Edit the records below by replacing every instance of "wooden" with "timber", keeping everything else unchanged, and write out the full set of lines again.

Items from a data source
— START —
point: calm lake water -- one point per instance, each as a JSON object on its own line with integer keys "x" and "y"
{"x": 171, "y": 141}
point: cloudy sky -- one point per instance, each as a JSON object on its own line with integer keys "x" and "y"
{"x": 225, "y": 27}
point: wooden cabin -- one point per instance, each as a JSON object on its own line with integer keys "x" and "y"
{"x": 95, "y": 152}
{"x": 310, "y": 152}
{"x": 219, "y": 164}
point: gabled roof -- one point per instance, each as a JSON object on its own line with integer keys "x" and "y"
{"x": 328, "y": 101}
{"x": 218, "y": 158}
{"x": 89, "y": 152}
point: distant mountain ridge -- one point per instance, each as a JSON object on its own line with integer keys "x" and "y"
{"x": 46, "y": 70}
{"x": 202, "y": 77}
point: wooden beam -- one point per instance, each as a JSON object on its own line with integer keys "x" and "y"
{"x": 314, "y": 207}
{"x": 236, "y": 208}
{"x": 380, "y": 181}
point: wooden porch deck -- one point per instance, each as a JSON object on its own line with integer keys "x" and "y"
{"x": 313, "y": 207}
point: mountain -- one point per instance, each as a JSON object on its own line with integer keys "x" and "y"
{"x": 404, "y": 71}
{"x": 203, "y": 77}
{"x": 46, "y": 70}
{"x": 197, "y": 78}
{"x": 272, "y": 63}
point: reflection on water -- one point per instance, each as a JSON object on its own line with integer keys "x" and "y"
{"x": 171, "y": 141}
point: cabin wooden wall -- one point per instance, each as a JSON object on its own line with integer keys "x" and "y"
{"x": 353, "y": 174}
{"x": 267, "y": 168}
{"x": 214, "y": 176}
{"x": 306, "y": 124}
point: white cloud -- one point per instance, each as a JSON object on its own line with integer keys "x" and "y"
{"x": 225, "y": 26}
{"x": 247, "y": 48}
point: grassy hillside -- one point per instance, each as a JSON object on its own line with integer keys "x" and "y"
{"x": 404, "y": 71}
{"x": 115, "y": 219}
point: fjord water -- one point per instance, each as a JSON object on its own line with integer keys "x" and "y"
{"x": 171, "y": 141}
— END —
◆ Solution to the exercise ◆
point: calm lake water -- one point per instance, each as a JSON object on its own line with integer keys "x" and "y"
{"x": 171, "y": 141}
point: cloudy sky -- one point per instance, each as a JSON object on its own line with integer keys "x" and "y"
{"x": 225, "y": 27}
point: timber cabin -- one point per instance, each as a JSON object on its own line with integer keys "x" and "y"
{"x": 95, "y": 152}
{"x": 310, "y": 152}
{"x": 219, "y": 164}
point: gabled roof -- one point per instance, each as a JSON object on its own line with integer keys "x" and "y"
{"x": 328, "y": 101}
{"x": 218, "y": 158}
{"x": 89, "y": 152}
point: distant mountain ridge -- one point per instance, each as a JSON object on its own line with integer keys "x" and "y"
{"x": 46, "y": 70}
{"x": 202, "y": 77}
point: timber beam -- one point per instance, each as a JSON object on its own line with integer keys "x" and "y"
{"x": 314, "y": 207}
{"x": 236, "y": 208}
{"x": 380, "y": 181}
point: timber porch deck -- one point per instance, each as a JSON object on its own line with integer keys "x" and "y"
{"x": 313, "y": 207}
point: mountain -- one point per instance, each as a JSON object on its own line with integer keys "x" and "y"
{"x": 404, "y": 71}
{"x": 203, "y": 77}
{"x": 46, "y": 70}
{"x": 197, "y": 78}
{"x": 272, "y": 63}
point: reflection on water -- one point per instance, each as a JSON object on its own line with integer keys "x" and "y"
{"x": 171, "y": 141}
point: cabin timber wall -- one point per instance, each as a JSON object on its own line with integer keys "x" and "y"
{"x": 353, "y": 174}
{"x": 267, "y": 168}
{"x": 214, "y": 176}
{"x": 306, "y": 124}
point: white cloud -- one point per instance, each as a JSON object on its own line with integer keys "x" and "y"
{"x": 225, "y": 26}
{"x": 247, "y": 48}
point: grassy hillside -- one point per instance, each as a JSON object on its own line with integer keys "x" and "y"
{"x": 404, "y": 71}
{"x": 115, "y": 219}
point: fjord water -- one point per instance, each as a JSON object on its own line with integer keys "x" and "y"
{"x": 171, "y": 141}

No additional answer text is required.